A lot of concern about Woody’s cash flow Dan Leberfeld
There are a lot of people very concerned with Woody Johnson’s cash flow.
In fact, I hear he is staying at the Econolodge in Cortland this week.
We are organizing a fundraiser for Jets owner at the Central City Grill in Cortland. Credit cards will be accepted.
Let me take my tongue out of my cheek.
This cash flow angle, probably thrown out there by Neil Schwartz, is another attempt to make the Jets look bad in their nasty contract dispute with cornerback Darrelle Revis.
Is the Jets cash flow what it was two years ago, probably not.
We saw telltale signs of some belt tightening when the team didn’t re-sign Jay Feely or James Dearth. Or when they cut five coaches from their staff after the season.
There are still empty seats and luxury boxes. The stadium still has no naming rights.
But it goes deeper than that. It’s a U.S. problem. Well actually it’s bigger than that.

▶ _Entries supplied_:
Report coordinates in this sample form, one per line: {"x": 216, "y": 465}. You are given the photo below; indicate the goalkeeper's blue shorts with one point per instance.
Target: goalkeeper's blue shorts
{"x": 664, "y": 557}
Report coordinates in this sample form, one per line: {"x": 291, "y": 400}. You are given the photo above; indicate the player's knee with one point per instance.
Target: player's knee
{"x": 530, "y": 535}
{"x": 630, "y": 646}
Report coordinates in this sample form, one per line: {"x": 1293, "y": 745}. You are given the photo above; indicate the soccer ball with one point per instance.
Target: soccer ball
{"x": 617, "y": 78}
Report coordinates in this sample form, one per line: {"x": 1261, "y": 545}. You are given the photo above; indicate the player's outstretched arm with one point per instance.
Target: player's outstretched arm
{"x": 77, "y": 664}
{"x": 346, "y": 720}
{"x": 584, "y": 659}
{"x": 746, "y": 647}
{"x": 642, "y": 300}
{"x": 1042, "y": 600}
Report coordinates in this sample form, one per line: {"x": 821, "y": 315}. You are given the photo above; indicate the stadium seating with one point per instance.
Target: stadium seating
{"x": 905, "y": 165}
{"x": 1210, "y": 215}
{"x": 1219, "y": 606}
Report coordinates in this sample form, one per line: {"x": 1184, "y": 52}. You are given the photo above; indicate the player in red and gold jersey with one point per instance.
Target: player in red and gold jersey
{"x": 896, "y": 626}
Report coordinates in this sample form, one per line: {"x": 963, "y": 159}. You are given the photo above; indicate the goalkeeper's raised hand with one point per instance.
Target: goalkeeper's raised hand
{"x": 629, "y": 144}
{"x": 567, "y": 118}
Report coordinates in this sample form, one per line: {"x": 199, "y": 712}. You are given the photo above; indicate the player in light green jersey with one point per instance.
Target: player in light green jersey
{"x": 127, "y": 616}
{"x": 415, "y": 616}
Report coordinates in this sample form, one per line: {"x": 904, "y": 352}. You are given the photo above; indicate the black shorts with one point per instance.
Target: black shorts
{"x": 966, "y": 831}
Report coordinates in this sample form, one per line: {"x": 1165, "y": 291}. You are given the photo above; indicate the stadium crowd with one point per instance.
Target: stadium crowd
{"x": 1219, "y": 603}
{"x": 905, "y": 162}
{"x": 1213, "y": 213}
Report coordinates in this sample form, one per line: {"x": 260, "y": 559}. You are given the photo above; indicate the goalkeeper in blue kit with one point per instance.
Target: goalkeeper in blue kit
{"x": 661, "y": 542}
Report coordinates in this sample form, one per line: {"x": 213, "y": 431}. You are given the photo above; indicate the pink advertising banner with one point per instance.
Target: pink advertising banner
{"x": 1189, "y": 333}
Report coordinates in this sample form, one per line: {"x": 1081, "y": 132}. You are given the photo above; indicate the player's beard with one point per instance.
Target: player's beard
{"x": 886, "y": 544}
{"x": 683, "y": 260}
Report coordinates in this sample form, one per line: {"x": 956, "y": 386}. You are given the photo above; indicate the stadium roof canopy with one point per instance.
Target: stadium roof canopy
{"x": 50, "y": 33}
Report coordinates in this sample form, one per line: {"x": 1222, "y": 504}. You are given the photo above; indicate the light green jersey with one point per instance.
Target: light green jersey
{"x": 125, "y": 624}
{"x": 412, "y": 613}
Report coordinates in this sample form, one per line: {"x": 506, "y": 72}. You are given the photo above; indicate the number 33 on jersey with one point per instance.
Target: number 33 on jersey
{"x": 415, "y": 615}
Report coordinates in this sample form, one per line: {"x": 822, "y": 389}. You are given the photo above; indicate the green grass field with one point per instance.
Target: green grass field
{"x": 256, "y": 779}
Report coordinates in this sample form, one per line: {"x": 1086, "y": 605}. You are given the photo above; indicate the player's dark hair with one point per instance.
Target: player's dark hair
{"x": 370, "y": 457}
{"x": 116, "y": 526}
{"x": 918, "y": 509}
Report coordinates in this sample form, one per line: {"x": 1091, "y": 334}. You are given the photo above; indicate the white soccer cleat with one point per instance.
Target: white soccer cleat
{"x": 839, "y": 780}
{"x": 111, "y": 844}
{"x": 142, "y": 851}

---

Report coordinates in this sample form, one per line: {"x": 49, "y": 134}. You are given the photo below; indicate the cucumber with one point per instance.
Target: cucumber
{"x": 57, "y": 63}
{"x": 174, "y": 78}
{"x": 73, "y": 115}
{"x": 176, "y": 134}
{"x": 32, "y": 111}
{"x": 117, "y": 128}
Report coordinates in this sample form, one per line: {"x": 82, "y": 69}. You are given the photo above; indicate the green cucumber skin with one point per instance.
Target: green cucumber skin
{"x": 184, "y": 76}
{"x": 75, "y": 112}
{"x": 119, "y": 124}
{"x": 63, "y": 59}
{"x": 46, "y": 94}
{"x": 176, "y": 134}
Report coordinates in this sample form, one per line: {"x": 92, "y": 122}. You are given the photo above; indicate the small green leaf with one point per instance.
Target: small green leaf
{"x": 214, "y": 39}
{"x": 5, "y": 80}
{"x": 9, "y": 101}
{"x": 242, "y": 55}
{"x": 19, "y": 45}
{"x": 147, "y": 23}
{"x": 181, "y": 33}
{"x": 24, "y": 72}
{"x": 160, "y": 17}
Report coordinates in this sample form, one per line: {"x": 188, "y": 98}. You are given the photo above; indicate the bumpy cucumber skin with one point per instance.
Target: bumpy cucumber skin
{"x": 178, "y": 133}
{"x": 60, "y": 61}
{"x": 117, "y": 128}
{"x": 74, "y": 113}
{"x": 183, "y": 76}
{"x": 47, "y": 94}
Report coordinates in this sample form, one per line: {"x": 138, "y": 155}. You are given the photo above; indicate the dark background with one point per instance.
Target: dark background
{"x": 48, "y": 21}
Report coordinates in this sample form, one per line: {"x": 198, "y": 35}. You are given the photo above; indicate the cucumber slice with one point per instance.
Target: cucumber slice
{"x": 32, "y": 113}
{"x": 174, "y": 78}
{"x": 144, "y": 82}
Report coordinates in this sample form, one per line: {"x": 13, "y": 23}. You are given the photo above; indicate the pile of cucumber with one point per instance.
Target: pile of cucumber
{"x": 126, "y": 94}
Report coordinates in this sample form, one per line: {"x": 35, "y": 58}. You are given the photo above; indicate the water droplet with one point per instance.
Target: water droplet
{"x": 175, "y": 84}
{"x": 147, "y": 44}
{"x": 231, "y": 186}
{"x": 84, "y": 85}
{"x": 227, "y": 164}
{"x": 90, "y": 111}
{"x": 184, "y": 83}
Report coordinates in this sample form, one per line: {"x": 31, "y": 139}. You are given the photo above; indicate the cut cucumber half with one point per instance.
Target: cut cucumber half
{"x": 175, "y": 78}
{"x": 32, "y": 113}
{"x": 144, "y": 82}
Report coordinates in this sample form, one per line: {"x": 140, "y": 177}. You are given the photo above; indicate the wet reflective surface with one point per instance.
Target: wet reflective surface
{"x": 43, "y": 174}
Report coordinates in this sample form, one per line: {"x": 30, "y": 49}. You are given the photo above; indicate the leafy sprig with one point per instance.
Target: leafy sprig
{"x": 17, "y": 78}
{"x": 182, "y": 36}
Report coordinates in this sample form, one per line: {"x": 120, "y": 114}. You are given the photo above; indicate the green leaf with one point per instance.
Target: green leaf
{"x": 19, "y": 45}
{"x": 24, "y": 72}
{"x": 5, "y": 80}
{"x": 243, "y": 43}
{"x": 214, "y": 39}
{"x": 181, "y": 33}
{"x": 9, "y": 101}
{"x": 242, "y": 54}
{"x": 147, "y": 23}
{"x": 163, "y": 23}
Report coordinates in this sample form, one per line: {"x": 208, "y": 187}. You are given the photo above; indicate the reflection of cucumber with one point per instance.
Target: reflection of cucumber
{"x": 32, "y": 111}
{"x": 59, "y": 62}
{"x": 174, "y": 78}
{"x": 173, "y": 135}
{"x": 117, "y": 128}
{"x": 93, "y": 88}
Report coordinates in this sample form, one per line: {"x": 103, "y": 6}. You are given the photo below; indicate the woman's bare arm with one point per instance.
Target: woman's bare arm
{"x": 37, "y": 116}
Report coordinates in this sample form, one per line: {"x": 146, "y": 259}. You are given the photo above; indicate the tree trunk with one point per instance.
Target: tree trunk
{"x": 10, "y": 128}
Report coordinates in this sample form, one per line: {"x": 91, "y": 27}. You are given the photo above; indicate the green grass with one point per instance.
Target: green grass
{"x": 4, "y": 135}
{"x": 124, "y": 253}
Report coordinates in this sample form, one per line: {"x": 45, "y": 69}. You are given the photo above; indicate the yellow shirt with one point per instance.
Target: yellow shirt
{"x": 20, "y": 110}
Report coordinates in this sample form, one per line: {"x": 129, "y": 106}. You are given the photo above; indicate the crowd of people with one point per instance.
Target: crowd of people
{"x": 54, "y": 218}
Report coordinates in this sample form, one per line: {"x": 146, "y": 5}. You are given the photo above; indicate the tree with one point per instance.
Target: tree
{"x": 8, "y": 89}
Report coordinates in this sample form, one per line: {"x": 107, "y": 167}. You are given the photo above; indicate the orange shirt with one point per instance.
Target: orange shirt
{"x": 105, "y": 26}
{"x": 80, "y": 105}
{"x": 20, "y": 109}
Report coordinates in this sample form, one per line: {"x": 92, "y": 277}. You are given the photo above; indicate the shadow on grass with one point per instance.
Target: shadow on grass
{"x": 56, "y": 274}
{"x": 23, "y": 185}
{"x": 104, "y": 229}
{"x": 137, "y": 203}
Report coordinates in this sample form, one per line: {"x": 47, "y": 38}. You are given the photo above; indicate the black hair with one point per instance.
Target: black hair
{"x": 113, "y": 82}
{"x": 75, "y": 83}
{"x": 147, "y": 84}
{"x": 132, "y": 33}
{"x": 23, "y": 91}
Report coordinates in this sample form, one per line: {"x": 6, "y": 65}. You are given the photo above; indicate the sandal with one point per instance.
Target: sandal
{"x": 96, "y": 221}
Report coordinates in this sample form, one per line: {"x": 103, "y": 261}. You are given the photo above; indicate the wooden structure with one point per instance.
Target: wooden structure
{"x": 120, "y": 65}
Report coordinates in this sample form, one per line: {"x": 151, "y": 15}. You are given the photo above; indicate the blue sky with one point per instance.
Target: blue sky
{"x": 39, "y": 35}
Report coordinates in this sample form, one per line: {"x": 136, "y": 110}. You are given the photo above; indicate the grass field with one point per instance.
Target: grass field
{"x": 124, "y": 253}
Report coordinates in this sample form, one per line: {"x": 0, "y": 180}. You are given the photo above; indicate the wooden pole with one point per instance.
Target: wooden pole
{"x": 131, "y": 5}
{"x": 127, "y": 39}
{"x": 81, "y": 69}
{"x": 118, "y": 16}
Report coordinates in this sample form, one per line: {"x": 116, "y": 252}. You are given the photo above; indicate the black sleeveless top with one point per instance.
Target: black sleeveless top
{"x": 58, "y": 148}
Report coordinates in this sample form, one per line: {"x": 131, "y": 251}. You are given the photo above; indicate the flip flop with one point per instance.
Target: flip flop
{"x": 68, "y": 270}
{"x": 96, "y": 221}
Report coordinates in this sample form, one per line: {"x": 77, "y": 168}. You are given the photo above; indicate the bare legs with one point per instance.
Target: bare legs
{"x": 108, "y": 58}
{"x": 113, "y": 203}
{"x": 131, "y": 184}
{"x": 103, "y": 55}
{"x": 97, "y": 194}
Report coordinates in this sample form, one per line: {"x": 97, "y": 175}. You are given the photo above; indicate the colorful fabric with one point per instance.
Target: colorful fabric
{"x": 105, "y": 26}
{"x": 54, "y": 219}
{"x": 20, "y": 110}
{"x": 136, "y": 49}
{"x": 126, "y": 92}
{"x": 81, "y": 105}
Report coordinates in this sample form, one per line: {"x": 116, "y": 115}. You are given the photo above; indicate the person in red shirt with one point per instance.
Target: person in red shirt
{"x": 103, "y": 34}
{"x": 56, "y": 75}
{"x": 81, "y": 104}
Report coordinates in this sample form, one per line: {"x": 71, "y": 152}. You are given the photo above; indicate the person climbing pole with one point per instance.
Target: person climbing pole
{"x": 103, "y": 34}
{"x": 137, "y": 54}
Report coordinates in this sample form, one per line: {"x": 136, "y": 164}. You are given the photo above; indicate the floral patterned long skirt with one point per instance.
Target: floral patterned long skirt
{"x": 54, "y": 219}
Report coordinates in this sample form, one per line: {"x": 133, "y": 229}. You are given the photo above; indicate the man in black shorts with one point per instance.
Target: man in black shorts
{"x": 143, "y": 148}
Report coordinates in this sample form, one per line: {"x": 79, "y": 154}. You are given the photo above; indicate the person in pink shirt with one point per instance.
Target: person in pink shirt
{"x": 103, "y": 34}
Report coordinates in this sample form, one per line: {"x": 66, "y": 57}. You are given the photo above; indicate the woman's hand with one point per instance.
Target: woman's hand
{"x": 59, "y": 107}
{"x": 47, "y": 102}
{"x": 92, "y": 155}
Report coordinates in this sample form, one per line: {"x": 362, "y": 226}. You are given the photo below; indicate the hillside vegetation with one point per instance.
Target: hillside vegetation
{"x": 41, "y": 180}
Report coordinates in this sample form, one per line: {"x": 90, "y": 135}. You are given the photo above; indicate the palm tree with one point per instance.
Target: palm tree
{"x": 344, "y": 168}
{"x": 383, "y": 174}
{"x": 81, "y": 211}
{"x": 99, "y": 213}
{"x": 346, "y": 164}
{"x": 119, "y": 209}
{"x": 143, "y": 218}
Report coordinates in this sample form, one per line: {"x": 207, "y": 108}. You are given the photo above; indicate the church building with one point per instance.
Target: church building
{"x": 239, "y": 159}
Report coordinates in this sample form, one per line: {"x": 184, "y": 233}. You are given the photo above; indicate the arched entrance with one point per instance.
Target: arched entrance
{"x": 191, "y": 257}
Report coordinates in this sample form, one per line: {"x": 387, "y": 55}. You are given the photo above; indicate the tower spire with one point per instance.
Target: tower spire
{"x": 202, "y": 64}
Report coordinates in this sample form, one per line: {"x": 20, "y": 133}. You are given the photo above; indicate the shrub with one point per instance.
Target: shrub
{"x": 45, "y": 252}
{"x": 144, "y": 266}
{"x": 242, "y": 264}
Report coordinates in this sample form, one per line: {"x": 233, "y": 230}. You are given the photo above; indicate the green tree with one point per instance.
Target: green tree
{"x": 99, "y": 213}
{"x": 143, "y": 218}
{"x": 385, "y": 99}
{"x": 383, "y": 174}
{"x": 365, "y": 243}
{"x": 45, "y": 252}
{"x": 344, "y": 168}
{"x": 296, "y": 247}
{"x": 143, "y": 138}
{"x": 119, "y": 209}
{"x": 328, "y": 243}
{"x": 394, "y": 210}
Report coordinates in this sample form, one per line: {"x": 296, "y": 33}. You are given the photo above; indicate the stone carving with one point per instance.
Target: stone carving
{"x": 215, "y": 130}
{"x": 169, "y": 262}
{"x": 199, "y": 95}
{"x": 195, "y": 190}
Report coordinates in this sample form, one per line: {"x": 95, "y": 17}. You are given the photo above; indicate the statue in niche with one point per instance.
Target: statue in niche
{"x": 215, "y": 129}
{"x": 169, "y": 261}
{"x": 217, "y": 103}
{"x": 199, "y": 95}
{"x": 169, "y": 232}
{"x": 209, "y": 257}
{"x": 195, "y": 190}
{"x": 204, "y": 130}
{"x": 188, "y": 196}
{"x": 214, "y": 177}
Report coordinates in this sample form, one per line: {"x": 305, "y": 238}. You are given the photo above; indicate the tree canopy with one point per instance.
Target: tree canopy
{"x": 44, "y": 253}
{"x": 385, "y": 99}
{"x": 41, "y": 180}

==

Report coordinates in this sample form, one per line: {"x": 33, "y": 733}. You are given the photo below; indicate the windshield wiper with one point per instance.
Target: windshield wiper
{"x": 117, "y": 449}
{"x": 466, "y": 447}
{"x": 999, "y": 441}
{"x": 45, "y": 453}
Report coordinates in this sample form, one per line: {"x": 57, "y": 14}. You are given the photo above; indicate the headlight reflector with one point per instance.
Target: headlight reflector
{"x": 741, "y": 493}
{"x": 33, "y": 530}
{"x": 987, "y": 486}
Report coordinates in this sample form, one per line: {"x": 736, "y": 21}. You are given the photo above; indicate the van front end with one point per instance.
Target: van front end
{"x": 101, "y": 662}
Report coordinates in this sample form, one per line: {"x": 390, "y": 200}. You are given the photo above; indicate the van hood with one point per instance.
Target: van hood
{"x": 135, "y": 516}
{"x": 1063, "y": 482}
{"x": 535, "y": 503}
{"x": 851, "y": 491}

▶ _The task_: Carry on the post about the Jets' cash flow, starting right after its last sentence. The listing isn't needed for anything here.

▶ _Reply_:
In the current world economic crisis, not many companies have the cash flow they did two years ago.
There is no doubt the recession is having an impact on the Revis’ contract talks.
Just like the recession has caused New Jersey Governor Chris Christie to freeze teacher’s salaries. Or why Newark Governor Cory Booker is making a myriad of cuts in his city, just a few miles from Jets camp.
Things are bad out there, whether Revis and Neil Schwartz want to believe that or not.
So $12, $13 million a year to play cornerback in the NFL isn’t bad right now, especially being paid by a team that has a myriad of star players to take care of in the near future.
And no, the Jets don’t have cash flow problems.
The world does.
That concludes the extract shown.